Please name the post that the commentary below on The Roots of Progress gives as an example of its book reviews and excerpts.

Selected excerpt:
◇ ◇ ◇ ◇ ◇ ◇ ◇

You can write an article like this without being very smart, but people interpret it as a clever, intellectual article. There are certain article genres people use to present themselves as having something important to say but which you can create following some standard patterns and subcultural knowledge.
The Roots of Progress blog is full of more posts that don’t require the author to have any notable insight of his own, but which trick some people: Posts – The Roots of Progress
I’m not saying the tricking is intentional, btw. I suspect it partly is, but you also can’t blame people for doing some decent-but-not-especially-creative work. And they are mostly just doing the work and letting readers form their own opinions, not doing a bunch of manipulative self-promotion.
The book reviews/excerpts at The Roots of Progress are a good example of something that can be written by doing some work and knowing some reasonably standard stuff, but without thinking of anything notable yourself. E.g. Highlights from The Autobiography of Andrew Carnegie
These posts do require some competence and effort. But that’s different than substantial creativity.

◇ ◇ ◇ ◇ ◇ ◇ ◇

Record extracts:
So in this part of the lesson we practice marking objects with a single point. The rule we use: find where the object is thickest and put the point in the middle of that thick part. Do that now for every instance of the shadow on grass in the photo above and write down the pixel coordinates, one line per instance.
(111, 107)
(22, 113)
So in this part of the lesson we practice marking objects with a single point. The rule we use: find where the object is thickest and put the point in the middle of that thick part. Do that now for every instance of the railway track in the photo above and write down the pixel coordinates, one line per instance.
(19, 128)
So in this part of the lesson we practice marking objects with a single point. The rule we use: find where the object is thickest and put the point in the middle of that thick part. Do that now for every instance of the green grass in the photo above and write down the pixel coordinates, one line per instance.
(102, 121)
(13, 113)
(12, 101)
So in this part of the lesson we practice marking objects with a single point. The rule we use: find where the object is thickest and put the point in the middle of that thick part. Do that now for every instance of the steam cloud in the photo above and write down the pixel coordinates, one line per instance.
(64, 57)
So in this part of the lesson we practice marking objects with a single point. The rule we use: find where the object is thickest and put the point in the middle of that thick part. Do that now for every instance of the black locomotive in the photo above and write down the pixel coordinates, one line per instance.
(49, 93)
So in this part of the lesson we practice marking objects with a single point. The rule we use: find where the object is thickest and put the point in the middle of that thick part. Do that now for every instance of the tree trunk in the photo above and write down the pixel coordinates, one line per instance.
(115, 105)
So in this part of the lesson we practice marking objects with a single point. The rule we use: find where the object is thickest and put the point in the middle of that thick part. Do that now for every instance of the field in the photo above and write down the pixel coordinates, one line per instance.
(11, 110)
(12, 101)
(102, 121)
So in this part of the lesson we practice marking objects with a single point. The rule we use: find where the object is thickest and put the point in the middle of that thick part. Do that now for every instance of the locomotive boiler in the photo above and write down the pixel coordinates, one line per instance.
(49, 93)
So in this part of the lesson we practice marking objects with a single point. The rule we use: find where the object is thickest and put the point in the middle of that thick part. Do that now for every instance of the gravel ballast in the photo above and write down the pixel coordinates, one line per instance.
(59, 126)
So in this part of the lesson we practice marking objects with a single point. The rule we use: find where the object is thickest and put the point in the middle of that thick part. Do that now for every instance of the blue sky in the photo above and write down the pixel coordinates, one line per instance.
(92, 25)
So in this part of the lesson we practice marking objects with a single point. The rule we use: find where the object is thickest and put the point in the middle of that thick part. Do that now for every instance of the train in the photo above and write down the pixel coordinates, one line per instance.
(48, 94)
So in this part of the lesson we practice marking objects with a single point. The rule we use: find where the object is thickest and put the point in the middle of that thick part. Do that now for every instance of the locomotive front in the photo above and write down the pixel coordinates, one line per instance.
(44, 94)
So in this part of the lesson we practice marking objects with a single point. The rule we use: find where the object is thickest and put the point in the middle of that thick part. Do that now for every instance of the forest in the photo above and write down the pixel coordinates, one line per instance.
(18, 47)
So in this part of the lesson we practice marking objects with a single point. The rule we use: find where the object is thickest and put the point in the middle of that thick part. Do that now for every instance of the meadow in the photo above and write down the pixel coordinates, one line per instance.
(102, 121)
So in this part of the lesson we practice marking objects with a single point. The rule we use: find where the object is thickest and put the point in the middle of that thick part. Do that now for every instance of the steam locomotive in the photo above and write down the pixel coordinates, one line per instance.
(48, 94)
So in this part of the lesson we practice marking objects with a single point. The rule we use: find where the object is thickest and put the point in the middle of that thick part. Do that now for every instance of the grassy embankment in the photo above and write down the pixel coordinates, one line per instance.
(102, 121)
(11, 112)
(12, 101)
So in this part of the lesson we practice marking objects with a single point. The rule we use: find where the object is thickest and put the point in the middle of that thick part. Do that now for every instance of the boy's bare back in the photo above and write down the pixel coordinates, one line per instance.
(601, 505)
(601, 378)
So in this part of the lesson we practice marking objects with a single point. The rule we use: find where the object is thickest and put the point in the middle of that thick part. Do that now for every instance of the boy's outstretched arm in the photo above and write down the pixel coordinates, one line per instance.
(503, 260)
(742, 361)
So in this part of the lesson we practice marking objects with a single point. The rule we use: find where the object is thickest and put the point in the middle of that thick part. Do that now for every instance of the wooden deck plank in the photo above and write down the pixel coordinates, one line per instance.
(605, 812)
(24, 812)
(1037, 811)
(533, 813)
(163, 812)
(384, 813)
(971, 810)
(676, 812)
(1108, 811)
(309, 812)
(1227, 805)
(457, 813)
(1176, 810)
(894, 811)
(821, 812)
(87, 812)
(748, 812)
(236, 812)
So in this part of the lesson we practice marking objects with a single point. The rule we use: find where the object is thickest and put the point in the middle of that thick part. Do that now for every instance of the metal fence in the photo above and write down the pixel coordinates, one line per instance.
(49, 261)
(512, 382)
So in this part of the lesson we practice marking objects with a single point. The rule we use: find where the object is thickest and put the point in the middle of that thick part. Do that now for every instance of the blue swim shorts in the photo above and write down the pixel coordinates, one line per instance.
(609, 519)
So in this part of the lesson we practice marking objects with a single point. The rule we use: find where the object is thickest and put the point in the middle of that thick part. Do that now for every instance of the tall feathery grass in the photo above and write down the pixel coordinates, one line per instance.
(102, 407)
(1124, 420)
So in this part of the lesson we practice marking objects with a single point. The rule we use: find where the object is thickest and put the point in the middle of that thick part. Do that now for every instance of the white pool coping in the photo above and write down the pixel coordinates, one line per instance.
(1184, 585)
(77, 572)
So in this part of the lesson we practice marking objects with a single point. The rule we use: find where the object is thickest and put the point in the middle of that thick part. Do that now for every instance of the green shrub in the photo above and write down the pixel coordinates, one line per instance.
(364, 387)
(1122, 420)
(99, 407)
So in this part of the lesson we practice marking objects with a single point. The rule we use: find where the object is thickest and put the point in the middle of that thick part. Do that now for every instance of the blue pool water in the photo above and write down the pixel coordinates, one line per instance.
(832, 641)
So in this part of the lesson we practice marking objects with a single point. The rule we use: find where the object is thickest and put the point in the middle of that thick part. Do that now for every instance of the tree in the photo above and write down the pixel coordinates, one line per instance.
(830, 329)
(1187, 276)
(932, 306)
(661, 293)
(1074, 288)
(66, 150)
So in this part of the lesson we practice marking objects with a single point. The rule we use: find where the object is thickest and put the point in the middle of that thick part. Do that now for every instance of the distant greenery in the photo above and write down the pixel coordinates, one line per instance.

◇ ◇ ◇ ◇ ◇ ◇ ◇

Solution for this problem:
Highlights from The Autobiography of Andrew Carnegie